**INSTRUCTION**.
Pick out each line of the listing below that contains the word "instance", and copy those lines unchanged.

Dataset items

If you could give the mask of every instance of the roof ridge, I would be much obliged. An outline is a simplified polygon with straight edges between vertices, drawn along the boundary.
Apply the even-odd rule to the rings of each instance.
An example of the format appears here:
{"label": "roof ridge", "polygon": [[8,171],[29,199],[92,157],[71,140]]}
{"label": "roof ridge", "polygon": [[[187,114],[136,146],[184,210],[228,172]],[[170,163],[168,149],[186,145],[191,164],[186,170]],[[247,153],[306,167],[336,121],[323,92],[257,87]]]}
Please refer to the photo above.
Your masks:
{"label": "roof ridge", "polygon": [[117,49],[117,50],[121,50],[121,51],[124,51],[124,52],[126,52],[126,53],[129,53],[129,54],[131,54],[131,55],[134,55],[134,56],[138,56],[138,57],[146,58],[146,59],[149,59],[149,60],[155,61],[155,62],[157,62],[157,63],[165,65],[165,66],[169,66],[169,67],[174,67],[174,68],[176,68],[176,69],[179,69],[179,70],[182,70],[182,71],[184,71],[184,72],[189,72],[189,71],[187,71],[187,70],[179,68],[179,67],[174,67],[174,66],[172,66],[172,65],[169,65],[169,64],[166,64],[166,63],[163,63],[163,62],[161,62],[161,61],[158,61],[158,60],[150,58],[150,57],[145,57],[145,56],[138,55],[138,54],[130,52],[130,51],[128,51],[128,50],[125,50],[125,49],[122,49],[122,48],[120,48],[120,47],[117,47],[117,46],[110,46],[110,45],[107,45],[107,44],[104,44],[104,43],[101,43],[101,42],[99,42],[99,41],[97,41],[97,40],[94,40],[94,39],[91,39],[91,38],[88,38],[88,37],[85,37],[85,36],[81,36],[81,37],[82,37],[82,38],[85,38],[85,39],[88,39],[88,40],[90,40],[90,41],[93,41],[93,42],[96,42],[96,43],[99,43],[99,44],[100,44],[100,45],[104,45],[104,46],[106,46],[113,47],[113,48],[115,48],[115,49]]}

**EXERCISE RESULT**.
If you could give the mask of every instance of the roof ridge, I would be much obliged. An outline is a simplified polygon with straight edges between vertices, drawn along the boundary.
Apply the even-odd rule to the rings of each instance.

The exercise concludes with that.